**Problem requirements**:
Reproduce word for word the part of the snow bike post that opens with the words containing "Friday, October 19, 2007" and closes with "in Anchorage, AK.".

### Provided passage ###

Friday, October 19, 2007

Snow bike "State of the Union"

Since we are only a month away from consistent snow bike riding, let's talk gear. Who is making the perfect snow bike right now? Has the perfect snow bike even been made yet? The five bikes listed below share one common theme; they all have enough clearance to run the 3.7" Endomorph tires. After that, they are very different.

The newest snow bike on the market was designed by Alaskans and is being sold through Speedway Cycles in Anchorage, AK.
- Ti frame
- 165mm rear hub spacing
- 100mm bottom bracket
- Vertical dropouts
Thoughts: The 165mm rear hub is cool because it allows you to build a non-offset rear wheel. However, it also severely limits your hub options and most 165mm rear hubs are not light. So you get a super-light frame but then have to stick a boat-anchor rear hub on it. Hmmm (See my late edit below)

DeSalvo Ti FatBike
This is the only one so far and was built for 135mm rear spacing to accomodate a Rohloff Speedhub.

### Raw data ###

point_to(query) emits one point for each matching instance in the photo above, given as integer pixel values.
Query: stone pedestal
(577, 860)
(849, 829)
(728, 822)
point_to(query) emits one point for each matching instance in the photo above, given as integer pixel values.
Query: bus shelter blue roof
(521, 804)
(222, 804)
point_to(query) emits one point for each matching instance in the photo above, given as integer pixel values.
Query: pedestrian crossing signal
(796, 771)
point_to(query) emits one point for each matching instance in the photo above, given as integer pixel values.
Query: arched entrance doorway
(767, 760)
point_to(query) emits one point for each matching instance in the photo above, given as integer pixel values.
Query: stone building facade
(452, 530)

###
### Raw data ###

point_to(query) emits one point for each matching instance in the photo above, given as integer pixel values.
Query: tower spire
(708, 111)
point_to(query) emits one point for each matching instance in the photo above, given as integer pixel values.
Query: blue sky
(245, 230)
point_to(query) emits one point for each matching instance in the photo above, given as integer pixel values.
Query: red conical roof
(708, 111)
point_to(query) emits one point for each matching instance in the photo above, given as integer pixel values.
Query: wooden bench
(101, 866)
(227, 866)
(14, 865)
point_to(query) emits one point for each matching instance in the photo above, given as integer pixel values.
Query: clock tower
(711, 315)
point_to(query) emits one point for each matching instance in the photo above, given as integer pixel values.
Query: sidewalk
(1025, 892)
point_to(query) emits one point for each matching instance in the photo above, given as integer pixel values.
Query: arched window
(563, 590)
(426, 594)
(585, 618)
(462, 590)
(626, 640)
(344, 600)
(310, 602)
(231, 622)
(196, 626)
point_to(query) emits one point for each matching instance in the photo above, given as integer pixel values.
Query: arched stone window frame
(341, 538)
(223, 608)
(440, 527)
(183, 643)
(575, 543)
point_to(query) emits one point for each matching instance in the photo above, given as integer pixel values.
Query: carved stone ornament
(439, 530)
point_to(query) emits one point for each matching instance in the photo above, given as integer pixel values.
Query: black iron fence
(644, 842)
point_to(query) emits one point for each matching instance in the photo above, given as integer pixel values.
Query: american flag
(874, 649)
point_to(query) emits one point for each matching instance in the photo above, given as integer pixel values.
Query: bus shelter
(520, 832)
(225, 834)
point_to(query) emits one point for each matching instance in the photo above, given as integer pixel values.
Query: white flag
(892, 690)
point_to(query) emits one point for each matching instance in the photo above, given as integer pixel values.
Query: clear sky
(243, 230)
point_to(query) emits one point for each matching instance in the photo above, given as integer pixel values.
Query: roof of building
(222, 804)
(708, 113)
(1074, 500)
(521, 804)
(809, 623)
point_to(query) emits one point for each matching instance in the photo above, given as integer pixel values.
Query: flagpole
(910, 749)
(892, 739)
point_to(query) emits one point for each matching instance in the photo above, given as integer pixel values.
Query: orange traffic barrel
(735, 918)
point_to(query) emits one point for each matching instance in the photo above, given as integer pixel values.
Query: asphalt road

###

**Exercise result**:
Friday, October 19, 2007

Snow bike "State of the Union"

Since we are only a month away from consistent snow bike riding, let's talk gear. Who is making the perfect snow bike right now? Has the perfect snow bike even been made yet? The five bikes listed below share one common theme; they all have enough clearance to run the 3.7" Endomorph tires. After that, they are very different.

The newest snow bike on the market was designed by Alaskans and is being sold through Speedway Cycles in Anchorage, AK.